Directive → Please copy out all of the records below word for word, leaving out the picture.

/---

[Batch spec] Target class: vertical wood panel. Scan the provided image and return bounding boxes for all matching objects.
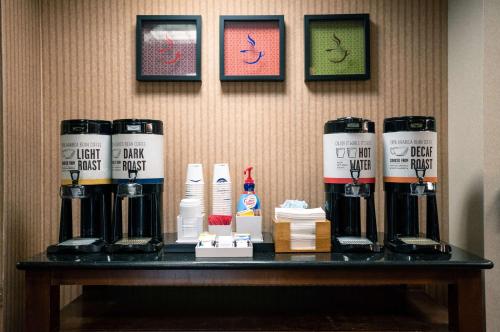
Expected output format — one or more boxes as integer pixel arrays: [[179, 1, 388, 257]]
[[1, 1, 41, 331], [1, 0, 448, 331]]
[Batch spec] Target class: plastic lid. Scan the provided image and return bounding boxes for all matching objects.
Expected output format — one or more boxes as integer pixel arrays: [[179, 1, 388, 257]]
[[323, 117, 375, 134], [113, 119, 163, 135], [61, 119, 111, 135], [384, 116, 436, 133]]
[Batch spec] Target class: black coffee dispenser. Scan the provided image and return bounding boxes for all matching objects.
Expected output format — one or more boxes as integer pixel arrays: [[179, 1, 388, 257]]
[[383, 116, 451, 253], [108, 119, 164, 252], [323, 117, 381, 252], [47, 120, 112, 253]]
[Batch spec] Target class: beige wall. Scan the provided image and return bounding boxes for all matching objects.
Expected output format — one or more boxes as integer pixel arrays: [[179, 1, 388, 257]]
[[448, 0, 500, 331], [2, 0, 448, 331], [448, 0, 484, 254], [484, 0, 500, 331]]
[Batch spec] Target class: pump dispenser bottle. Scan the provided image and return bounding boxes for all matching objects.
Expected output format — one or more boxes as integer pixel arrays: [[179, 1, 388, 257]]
[[236, 166, 260, 216]]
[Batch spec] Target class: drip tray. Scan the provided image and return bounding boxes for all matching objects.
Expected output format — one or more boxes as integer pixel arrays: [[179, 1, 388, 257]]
[[115, 237, 151, 246], [399, 237, 440, 246], [337, 236, 373, 246], [58, 238, 99, 247]]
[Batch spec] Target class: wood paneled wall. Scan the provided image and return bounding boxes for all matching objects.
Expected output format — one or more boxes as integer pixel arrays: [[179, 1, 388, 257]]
[[1, 0, 448, 331]]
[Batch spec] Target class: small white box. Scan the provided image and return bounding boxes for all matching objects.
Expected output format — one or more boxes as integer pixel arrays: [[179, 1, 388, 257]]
[[236, 216, 264, 243], [195, 240, 253, 258], [176, 215, 203, 243], [208, 223, 233, 236]]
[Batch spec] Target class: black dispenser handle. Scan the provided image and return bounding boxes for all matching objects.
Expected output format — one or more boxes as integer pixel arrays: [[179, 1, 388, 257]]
[[426, 195, 440, 242], [112, 195, 123, 242], [59, 198, 73, 243], [366, 194, 378, 243]]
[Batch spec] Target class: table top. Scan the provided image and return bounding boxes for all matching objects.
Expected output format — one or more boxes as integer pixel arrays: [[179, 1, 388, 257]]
[[17, 235, 493, 270]]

\---

The output →
[Batch spec] Target class: vertical wood panel. Scan the provided image and return bounding boxes for all matching objects.
Expected output format — one or more boxes as integer pixel arrays: [[179, 1, 388, 257]]
[[1, 1, 41, 331], [1, 0, 448, 331]]
[Batch spec] Target class: plastic lid. Scan the provided image and return bounding boxes for all matching objects.
Expected output format — one or more boxes as integer pixel arrays: [[179, 1, 388, 257]]
[[323, 117, 375, 134], [113, 119, 163, 135], [61, 119, 111, 135], [384, 116, 436, 133]]
[Batch spec] Target class: black coffee dispenser. Scan the provided image and return bounding boxes for all matching objects.
Expected output format — one or more boxes as integer pixel arrays: [[179, 1, 388, 257]]
[[383, 116, 451, 253], [108, 119, 164, 252], [323, 117, 381, 252], [47, 120, 112, 253]]
[Batch spec] Target class: beige wall. Scan the provided image and return bounding boxes for all matching objects.
Expected output format — one or more boxes as integer pixel arrays: [[179, 1, 388, 257]]
[[448, 0, 500, 331], [2, 0, 448, 331], [448, 0, 484, 254], [484, 0, 500, 331]]
[Batch spec] Target class: pump dispenser bottle. Scan the provided image and return bounding boxes for all matching objects.
Expected output format — one or more boxes as integer pixel arrays: [[179, 1, 388, 257]]
[[236, 166, 260, 216]]
[Batch spec] Target class: drip tray. Scan the provided image and return bounding boxes for all matching objects.
Expected output format — one or more boxes as integer pixel arrays: [[179, 1, 388, 257]]
[[115, 237, 151, 246], [399, 237, 440, 246], [337, 236, 373, 246], [58, 238, 99, 247]]
[Batch spec] Target class: wood paneled wall. Scan the provided image and return bounding boxes for all matching objects.
Expected output format — one or more boxes as integer pixel arrays: [[179, 1, 388, 257]]
[[1, 0, 448, 331]]
[Batch spec] Target class: small white box. Scan the provided image and return bounding boxes for all matching objects.
Expected output format — one or more boxes as integer pixel arrays: [[179, 1, 388, 257]]
[[236, 216, 264, 243], [195, 240, 253, 258], [176, 215, 203, 243], [208, 223, 233, 236]]
[Batch spec] Target class: black dispenser handle. Scan the provided image and return bounding boxes for all matching objects.
Expected output format — one or more boxes as integer pixel arrays: [[179, 1, 388, 257]]
[[426, 195, 440, 242], [112, 195, 123, 242], [59, 198, 73, 243], [366, 194, 378, 243]]
[Batch spec] Target class: table top. Scan the provided image and return bounding boxes for all matching objects.
Expected output format — one or more boxes as integer pixel arrays: [[179, 1, 388, 257]]
[[17, 235, 493, 270]]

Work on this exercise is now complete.